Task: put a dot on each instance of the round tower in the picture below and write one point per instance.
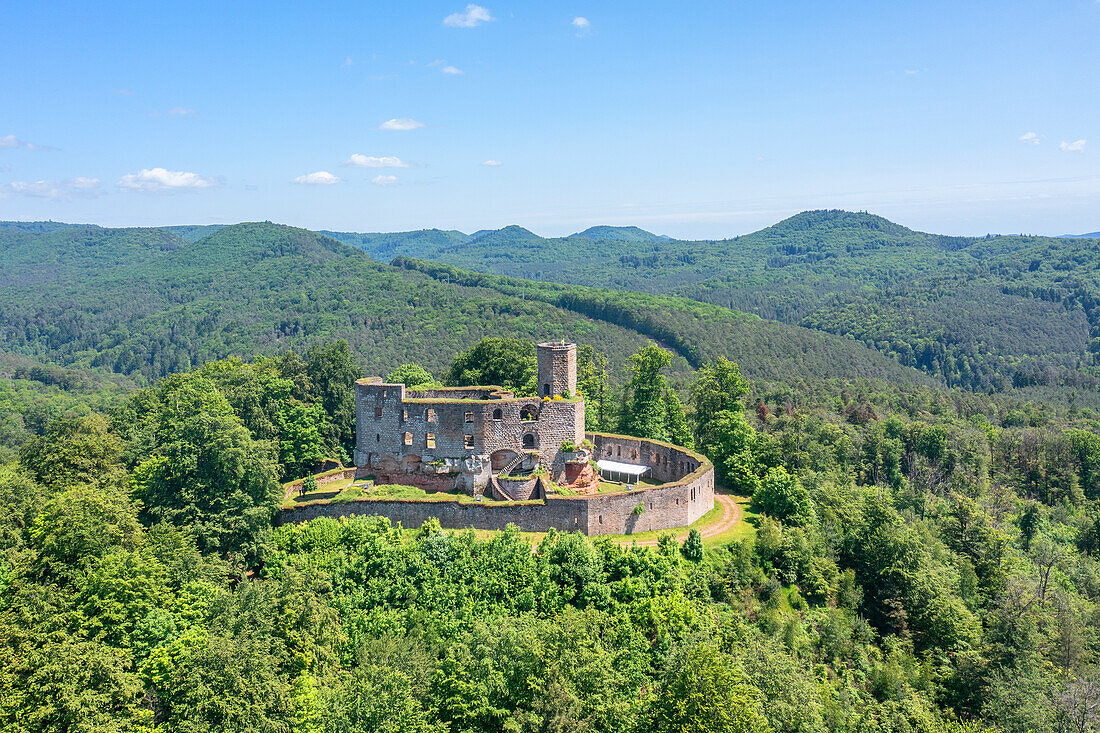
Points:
(557, 369)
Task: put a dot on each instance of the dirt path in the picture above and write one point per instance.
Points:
(730, 515)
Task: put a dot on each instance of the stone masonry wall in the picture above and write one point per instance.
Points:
(460, 428)
(557, 369)
(680, 502)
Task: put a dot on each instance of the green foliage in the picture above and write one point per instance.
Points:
(75, 450)
(650, 407)
(301, 446)
(693, 546)
(925, 556)
(783, 496)
(718, 387)
(704, 692)
(593, 383)
(204, 471)
(508, 363)
(410, 375)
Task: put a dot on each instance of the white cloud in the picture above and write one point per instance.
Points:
(319, 178)
(360, 161)
(68, 188)
(400, 123)
(160, 179)
(12, 141)
(474, 15)
(84, 184)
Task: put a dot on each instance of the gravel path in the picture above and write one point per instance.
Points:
(730, 515)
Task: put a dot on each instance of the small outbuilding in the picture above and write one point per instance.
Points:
(627, 473)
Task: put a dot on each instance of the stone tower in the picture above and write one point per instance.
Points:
(557, 369)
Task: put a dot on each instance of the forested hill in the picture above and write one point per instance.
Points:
(147, 302)
(986, 313)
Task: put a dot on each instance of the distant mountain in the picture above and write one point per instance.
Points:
(40, 227)
(958, 307)
(385, 245)
(620, 234)
(193, 232)
(146, 302)
(505, 236)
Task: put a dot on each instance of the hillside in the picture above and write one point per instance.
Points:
(980, 313)
(619, 234)
(145, 302)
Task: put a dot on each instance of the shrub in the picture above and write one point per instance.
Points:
(693, 546)
(783, 496)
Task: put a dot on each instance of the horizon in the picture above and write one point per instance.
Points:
(706, 122)
(562, 236)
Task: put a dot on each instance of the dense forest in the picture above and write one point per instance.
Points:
(981, 313)
(917, 553)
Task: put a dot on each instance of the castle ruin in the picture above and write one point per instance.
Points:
(477, 439)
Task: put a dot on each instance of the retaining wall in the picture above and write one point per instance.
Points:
(685, 496)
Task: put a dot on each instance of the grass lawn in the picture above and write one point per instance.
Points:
(746, 527)
(352, 490)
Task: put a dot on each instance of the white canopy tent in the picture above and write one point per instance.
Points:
(627, 473)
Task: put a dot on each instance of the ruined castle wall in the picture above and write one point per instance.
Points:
(563, 514)
(688, 495)
(667, 462)
(557, 369)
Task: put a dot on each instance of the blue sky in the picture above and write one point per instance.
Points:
(697, 120)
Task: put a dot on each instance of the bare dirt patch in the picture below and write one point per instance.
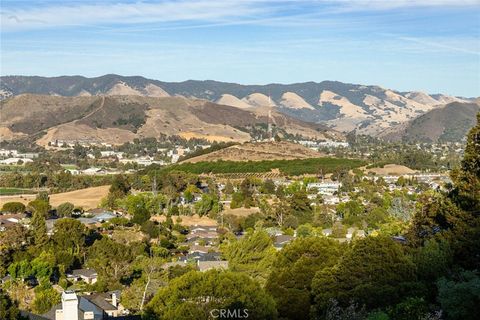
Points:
(391, 169)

PROBLEM STATEMENT:
Please print the entries shown above again, exactly, and skip the pictures.

WRITTEN SOLUTION:
Task: put a dot on each instance of the round tower in the picture below and write one point per instance.
Points:
(557, 369)
Task: put a dot on each instance of the dirt path in the picture above and write one point per instance.
Points:
(730, 515)
Task: put a dot on each instance of the stone masonry wall in the picture above and write one point per instance.
Points:
(460, 428)
(557, 369)
(680, 502)
Task: put a dot on each instance of the green foliage in the picture above and write one point per instance.
Points:
(75, 450)
(650, 407)
(301, 446)
(693, 546)
(925, 556)
(783, 496)
(718, 387)
(704, 692)
(593, 383)
(204, 471)
(508, 363)
(410, 375)
Task: put a dot on each instance of the white cloud in the picture above and write one point per instance.
Points:
(319, 178)
(360, 161)
(68, 188)
(400, 123)
(160, 179)
(12, 141)
(474, 15)
(84, 184)
Task: put a dot on each instance of the gravel path in the picture above and write one point per instance.
Points:
(730, 515)
Task: put a dot on each instance of the small outbuilding in the picture above and write one point per instance.
Points:
(627, 473)
Task: put a dot on each instance of the stone tower in the picture above and write one point per instance.
Points:
(557, 369)
Task: put a dot on each instance of the forested hill in the picture above and write one point per instance.
Points:
(147, 302)
(986, 313)
Task: put a dot on each instance of the distant mountain in the picture above and write one point per instance.
Points:
(40, 227)
(958, 307)
(385, 245)
(620, 234)
(193, 232)
(146, 302)
(505, 236)
Task: put a dot on each instance of the hillside in the picture above and write one point per instance.
Points:
(980, 313)
(619, 234)
(145, 302)
Task: put a dot on each instance of the shrub in the picture above and write one point per instance.
Points:
(693, 546)
(783, 496)
Task: put a dot on each instance of the horizon in the picture above and write one point per instance.
Points:
(706, 122)
(562, 236)
Task: put a dot on each instance of the dense forest in the picture above and write one point per instance.
Points:
(981, 313)
(917, 553)
Task: put a dot on each instance of the castle ruin in the picture above and write one point per instance.
Points:
(477, 439)
Task: put a dot on each instance of the retaining wall in the picture above and write one point per instance.
Points:
(685, 496)
Task: put a dot on each instance of the grass lawn in the picture above and write one point per instance.
Points:
(746, 527)
(352, 490)
Task: put a dot on each instance of the white canopy tent in the picture above and write one point per instance.
Points:
(627, 473)
Task: put a dot on each instance of the ruined castle wall in the picture above and write one point per instance.
Points:
(563, 514)
(688, 495)
(667, 462)
(557, 369)
Task: put a dot on each instance of the blue sky in the picture above and write one point per instance.
Points:
(697, 120)
Task: put a dot on each instance of the bare dirt patch in the picture below and write one point per instance.
Points:
(391, 169)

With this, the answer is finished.